__Petunjuk Latihan__: Tulis ulang seluruh catatan di bawah ini dengan mengganti setiap "Report" menjadi "Result", dan biarkan bagian lainnya tetap sama.

__Kumpulan Data__:
★ ★ ★ ★ ★ ★ ★

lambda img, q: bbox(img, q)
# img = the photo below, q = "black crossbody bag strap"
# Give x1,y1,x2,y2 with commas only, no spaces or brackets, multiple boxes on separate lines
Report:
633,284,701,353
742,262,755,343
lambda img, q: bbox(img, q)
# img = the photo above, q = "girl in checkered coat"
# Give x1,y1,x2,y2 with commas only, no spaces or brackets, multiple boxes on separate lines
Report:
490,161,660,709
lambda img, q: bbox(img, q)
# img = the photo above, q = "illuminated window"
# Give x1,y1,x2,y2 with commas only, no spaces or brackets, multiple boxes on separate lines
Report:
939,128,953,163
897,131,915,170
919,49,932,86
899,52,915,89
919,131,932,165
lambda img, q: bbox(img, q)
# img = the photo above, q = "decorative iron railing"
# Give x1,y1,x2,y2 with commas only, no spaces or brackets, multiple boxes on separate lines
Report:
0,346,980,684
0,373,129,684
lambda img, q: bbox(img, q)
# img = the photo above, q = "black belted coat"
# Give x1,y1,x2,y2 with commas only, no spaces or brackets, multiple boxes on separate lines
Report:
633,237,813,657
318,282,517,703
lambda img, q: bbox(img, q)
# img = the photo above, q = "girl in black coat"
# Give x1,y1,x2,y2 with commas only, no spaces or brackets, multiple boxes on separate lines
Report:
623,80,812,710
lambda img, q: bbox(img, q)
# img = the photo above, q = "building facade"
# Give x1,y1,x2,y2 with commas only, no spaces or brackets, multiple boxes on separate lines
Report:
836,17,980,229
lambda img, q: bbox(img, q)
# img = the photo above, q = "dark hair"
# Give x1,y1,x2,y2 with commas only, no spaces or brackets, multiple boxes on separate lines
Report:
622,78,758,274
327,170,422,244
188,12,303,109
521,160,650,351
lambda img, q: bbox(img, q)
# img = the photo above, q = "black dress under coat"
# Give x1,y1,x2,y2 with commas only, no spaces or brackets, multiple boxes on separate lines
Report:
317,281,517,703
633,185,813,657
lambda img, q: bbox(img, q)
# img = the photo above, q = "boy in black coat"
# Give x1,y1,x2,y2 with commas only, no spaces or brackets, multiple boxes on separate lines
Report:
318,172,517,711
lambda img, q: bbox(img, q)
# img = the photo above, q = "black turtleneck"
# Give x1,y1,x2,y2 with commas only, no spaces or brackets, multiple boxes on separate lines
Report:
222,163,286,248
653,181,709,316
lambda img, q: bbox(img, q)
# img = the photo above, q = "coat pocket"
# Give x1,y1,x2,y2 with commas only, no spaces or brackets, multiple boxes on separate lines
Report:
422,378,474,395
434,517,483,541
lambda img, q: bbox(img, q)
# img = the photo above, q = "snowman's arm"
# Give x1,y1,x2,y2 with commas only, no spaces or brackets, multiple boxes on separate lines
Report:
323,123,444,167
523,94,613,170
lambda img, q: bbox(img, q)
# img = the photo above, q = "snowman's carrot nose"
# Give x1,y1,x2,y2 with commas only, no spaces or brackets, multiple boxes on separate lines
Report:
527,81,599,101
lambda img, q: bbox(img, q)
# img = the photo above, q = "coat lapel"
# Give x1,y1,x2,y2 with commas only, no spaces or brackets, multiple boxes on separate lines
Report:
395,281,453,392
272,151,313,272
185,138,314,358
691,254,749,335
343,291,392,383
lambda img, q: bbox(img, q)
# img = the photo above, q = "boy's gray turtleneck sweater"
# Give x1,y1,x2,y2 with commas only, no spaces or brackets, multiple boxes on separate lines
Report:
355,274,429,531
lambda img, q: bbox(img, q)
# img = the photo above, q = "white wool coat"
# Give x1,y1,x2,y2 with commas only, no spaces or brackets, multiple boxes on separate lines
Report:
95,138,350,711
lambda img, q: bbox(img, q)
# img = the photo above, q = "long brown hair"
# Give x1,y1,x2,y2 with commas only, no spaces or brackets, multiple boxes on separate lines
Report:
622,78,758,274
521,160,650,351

★ ★ ★ ★ ★ ★ ★

__Hasil Tugas__:
lambda img, q: bbox(img, q)
# img = the photo below, q = "black crossbody bag strap"
# Give x1,y1,x2,y2 with commas only, no spaces or brackets, multiple boxes on separate lines
Result:
633,284,701,353
742,262,755,343
lambda img, q: bbox(img, q)
# img = the photo above, q = "girl in checkered coat"
# Give x1,y1,x2,y2 with commas only, no spaces or brackets, multiple boxes on separate lines
Result:
490,161,660,709
lambda img, q: bbox(img, q)
# img = the photo above, q = "illuminated window"
# Give x1,y1,x2,y2 with commas only, no spaces or brackets, multiple boxes on separate lines
Result:
939,128,953,163
897,131,915,170
919,49,932,86
899,52,915,89
919,131,932,165
lambda img, q: bbox(img, q)
# img = the photo above, q = "decorative iron railing"
# Give x1,y1,x2,y2 with commas only, no spaces or brackets, multiple boxes on separate lines
Result:
0,346,980,684
0,373,129,684
lambda img, q: bbox(img, q)
# img = the photo above, q = "black belted coat"
# Give x1,y1,x2,y2 with commas only, no spaces or brackets, multiple boxes on separate lines
Result:
633,237,813,657
318,282,517,703
lambda img, q: bbox(img, q)
# img = the photo above, q = "girl in black coat"
# Give x1,y1,x2,y2 with commas only, no spaces or brackets, multiple boxes on separate lines
Result:
623,80,812,710
lambda img, q: bbox(img, q)
# img = the photo above, q = "building facade"
# Give x1,y1,x2,y2 with commas only, no spaces or brackets, multiple boxes on separate lines
Result:
836,17,980,229
lambda img, q: bbox(img, q)
# img = the photo above, q = "dark hair"
# Give x1,y1,x2,y2 with commas only, no spaces or brackets, multiple boxes on separate lines
Result:
622,78,758,274
327,170,422,244
188,12,303,109
521,160,650,351
lambda img, q: bbox(img, q)
# img = the photo above, q = "black dress under coat"
# Give x1,y1,x2,y2 with commas only, no spaces or brackets, multiple boxes on separate lines
Result:
317,281,517,703
633,185,813,657
lambda img, q: bbox(img, q)
# img = the photo above, q = "boy in black coat"
# Give x1,y1,x2,y2 with commas only, no spaces or brackets, multiple boxes on separate lines
Result:
318,172,517,711
lambda img, q: bbox(img, q)
# img = the photo above, q = "black turtleneck"
# Give x1,y1,x2,y2 with commas only, no spaces or brackets, multiple boxes on separate lines
Result:
222,163,286,248
653,181,709,316
lambda img, q: bbox(img, q)
# img = the photo above, q = "coat pocket"
# Give x1,y1,x2,y2 with commas only, no spaces or brackets, multiple boxes on separate lines
Result:
422,378,474,395
434,517,483,541
lambda img, q: bbox(img, q)
# img = the photo above, q = "snowman's arm"
# Give x1,y1,x2,y2 with commas only, no spaces or brackets, multiple boxes on separate lines
Result:
323,123,444,167
523,94,613,170
lambda img, q: bbox(img, q)
# img = the photo above, q = "snowman's carrot nose"
# Give x1,y1,x2,y2 with commas only, no spaces or brackets, multiple boxes on separate lines
Result:
527,81,599,101
lambda img, q: bbox(img, q)
# img = the photo above, q = "coat lapel"
# Give x1,y1,x2,y2 with commas only, no spaces or brackets, multiple boxes on separate lines
Result:
395,281,453,392
272,151,313,272
185,138,314,358
691,254,749,335
343,291,392,383
lambda img, q: bbox(img, q)
# img = the photo above, q = "boy's gray turtleneck sweater"
# Give x1,y1,x2,y2 with commas only, no spaces or brackets, multiple boxes on separate lines
Result:
355,274,429,531
lambda img, q: bbox(img, q)
# img = the photo above, q = "white wool coat"
# Give x1,y1,x2,y2 with commas only, no spaces or brackets, multiple boxes on separate lines
Result:
95,138,350,711
lambda img, q: bbox(img, q)
# img = the photo above, q = "long brown hair"
# Give x1,y1,x2,y2 with commas only, no spaces or brackets, multiple boxes on separate lines
Result:
622,78,758,274
521,160,650,351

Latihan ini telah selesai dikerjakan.